• Exercise goal
Reproduce the whole listing that follows, character for character, and drop the images.

======== Data to use

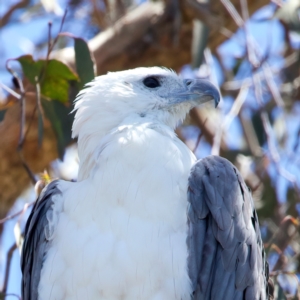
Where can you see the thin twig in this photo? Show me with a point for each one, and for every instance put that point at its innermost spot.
(7, 267)
(199, 138)
(9, 90)
(233, 12)
(236, 107)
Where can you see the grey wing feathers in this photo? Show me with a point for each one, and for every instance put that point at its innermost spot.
(226, 255)
(36, 243)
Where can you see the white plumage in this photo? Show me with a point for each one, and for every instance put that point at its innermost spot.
(124, 223)
(128, 229)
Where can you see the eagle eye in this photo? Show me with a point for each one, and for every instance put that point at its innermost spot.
(151, 82)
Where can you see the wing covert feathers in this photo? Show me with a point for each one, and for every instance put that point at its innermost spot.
(226, 255)
(36, 242)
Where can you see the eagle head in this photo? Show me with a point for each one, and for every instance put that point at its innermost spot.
(137, 95)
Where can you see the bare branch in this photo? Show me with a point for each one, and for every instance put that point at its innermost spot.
(237, 105)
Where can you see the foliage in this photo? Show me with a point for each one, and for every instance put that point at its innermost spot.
(260, 113)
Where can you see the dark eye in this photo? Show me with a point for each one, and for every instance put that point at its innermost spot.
(151, 82)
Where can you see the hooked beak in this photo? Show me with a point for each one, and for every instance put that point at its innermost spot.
(197, 91)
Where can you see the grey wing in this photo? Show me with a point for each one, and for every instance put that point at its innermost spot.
(36, 242)
(226, 255)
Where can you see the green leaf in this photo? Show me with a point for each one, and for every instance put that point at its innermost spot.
(53, 75)
(2, 114)
(61, 121)
(84, 62)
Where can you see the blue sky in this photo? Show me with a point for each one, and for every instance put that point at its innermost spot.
(19, 38)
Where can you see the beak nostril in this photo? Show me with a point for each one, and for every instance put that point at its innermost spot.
(188, 82)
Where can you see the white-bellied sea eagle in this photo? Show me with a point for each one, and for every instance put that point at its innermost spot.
(145, 220)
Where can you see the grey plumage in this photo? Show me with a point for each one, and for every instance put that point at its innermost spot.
(226, 255)
(36, 242)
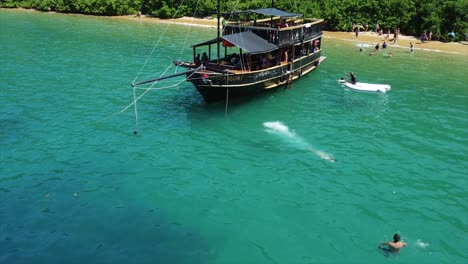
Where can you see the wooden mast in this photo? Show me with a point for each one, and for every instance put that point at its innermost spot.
(219, 34)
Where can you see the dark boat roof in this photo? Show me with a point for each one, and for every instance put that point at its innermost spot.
(274, 12)
(248, 41)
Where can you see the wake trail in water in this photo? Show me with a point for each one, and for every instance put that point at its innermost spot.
(283, 131)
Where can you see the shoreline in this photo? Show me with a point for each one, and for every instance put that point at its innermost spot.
(368, 38)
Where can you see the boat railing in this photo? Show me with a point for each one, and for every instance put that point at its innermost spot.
(282, 36)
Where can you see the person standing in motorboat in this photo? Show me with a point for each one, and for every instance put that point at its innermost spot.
(352, 77)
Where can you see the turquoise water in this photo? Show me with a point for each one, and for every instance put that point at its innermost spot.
(202, 185)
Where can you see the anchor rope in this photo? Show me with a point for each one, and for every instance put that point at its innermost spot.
(157, 43)
(136, 99)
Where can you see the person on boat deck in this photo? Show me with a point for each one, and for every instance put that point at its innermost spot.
(197, 60)
(265, 63)
(352, 78)
(204, 58)
(234, 59)
(285, 56)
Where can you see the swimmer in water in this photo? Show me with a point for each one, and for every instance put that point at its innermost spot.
(392, 247)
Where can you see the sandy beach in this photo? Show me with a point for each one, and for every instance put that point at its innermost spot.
(367, 38)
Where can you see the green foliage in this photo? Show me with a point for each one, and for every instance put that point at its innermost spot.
(412, 16)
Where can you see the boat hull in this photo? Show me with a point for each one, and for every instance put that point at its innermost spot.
(216, 86)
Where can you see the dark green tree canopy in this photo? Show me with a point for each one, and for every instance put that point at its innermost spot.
(412, 16)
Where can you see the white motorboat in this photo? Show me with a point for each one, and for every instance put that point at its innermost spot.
(368, 87)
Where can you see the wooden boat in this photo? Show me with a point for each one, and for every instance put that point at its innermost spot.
(272, 48)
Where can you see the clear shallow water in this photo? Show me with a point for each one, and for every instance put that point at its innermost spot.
(201, 186)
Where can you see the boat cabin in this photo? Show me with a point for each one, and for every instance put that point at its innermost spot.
(264, 38)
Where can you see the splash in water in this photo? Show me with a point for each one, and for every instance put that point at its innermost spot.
(422, 244)
(282, 130)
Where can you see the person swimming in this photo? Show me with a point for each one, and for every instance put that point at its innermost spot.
(392, 247)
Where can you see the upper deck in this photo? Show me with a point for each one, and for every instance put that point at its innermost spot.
(278, 30)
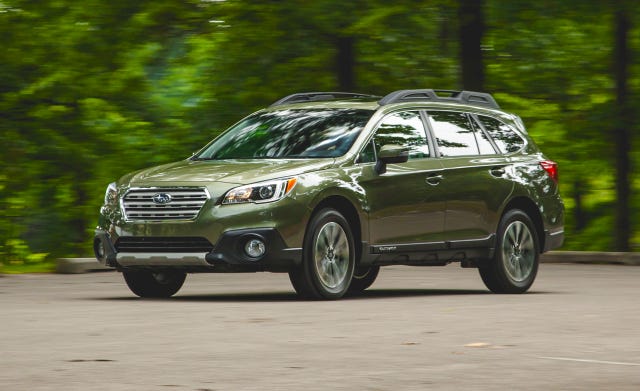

================

• Solution to this task
Where can you see the thin twig in this photo? Show me with a point for each one, and for every instance put that point at its innermost spot.
(7, 267)
(199, 138)
(9, 90)
(233, 12)
(236, 107)
Where can you see the grey wing feathers in this photo? Show me with a point for each one, and for every instance put that point at its innermost spot.
(226, 255)
(36, 243)
Where can you see the white plumage in this photo? Show me with a point for each one, and for every instance put that point at its innermost spot.
(124, 223)
(128, 229)
Where can you see the eagle eye in this photo? Show me with a point for each one, and for every instance put that point at its innermost spot.
(151, 82)
Where can you see the wing covert feathers in this photo? Show me with a point for each one, and for every instance put that point at its innermost spot.
(226, 255)
(36, 242)
Where can you see the eagle head in this photo? Show me with a point for each one, and for every instance put that point at its innermost spot.
(137, 95)
Where can you see the bare branch in this photo? Show me with a point for each one, and for every instance put that point at its innermost spot.
(237, 105)
Where can you see the foliage in this photo? Show me with a point for each one, and for every instance put that point at its innermost spot.
(260, 113)
Where can you see the dark eye in this photo? Show me with a point for each one, and for every instance put that point at its innermost spot.
(151, 82)
Where can you see the hooked beak in this photo? Show me with a point for each one, and for every instance put that point at its innermost spot.
(197, 91)
Where can you see the grey wing in this photo? Show me with a point for each one, and for every instance put that point at its innermost spot.
(36, 242)
(226, 255)
Where can you see the green leaf in this photo? Show me with a point for each one, and for every instance put that point at its innermost spot.
(53, 75)
(2, 114)
(61, 121)
(84, 62)
Where can you see the blue sky in this photo? Show me with a point for each one, and for every instance put that point at its innermost spot.
(19, 38)
Where can you see the beak nostril in this photo? Show me with a point for each one, and for every instance put that point at its innermost spot.
(188, 82)
Where can you see the white-bellied sea eagle in this photo? Show me with a point for each one, and for every instance put that point at its innermost spot.
(145, 220)
Where can you see the grey plumage in this photo? Show me with a point for each one, and for every instance put that point at its innermost spot.
(226, 255)
(36, 242)
Where can you see the wooden mast in this photo? Show me with a point for each one, and for every instance put that point at its innermost spot.
(219, 34)
Where can you see the dark boat roof in this photo? Show me with a point for each one, and for every instance put that point at its innermost spot.
(274, 12)
(248, 41)
Where can you see the wake trail in water in this photo? Show me with a point for each one, and for every instance put that point at its innermost spot.
(283, 131)
Where can you see the shoreline in this photo? Show me with a point for each one, and for every instance put that point at its innermost spot.
(368, 38)
Where can you see the boat railing in this photo? Show me with a point for each one, and for every instance put that point at its innermost spot.
(282, 36)
Where can you see the person standing in motorboat in this photo? Show me with a point for each one, and for every instance put that point at its innermost spot.
(352, 77)
Where can you see the turquoise water in this photo? Show me with a point for each one, and for every instance put that point at its innermost spot.
(202, 185)
Where can you see the anchor rope in this photo? Show me with a point for each one, and for every instance put that point at its innermost spot.
(157, 43)
(136, 99)
Where can you see the person on boat deck in this photo? Show me with a point for each one, and for every instance put that point at its innermost spot.
(197, 60)
(265, 63)
(352, 78)
(204, 58)
(234, 59)
(285, 56)
Where can you see the swimmer in water in this photo? Show me with a point for each one, and for every instance put that point at its innermost spot.
(392, 247)
Where can you see the sandy beach in this photo? Show me with a point for each one, and for every instance put that point at its innermost spot.
(367, 38)
Where can you see the green foliage in this photo? Show me with a point for each one, and for every instance put that point at its innermost spot.
(412, 16)
Where can you see the boat hull in this photo? Show me with a point for each one, and for every instance put that point at its innermost spot.
(216, 86)
Where can you see the dark green tree canopy in this photo? Show me with a point for each one, and for every instance put that point at its innermost spot.
(412, 16)
Where can you see the white motorboat in this photo? Show me with a point for each one, and for every instance put that point at its innermost spot.
(368, 87)
Where can you see the wooden boat in this photo? Show me with a point for each one, and for every instance put that point at its innermost spot.
(272, 48)
Where can you see the clear shallow water in this photo? Show me with a point for each one, and for every instance put that point at its innermost spot.
(201, 186)
Where can you see the boat cabin in this photo? Show me with a point for each one, and for every instance put that point at its innermost spot.
(264, 38)
Where can you see the splash in water in this photo? Show me with a point for each one, and for every instance put that point at its innermost spot.
(422, 244)
(282, 130)
Where can you see the person swimming in this photo? Show me with a point for each one, and for every instance put that point at its innermost spot.
(392, 247)
Where can you see the upper deck in this photo? Show me with a point for each one, and for every instance put that point at its innermost spot.
(278, 30)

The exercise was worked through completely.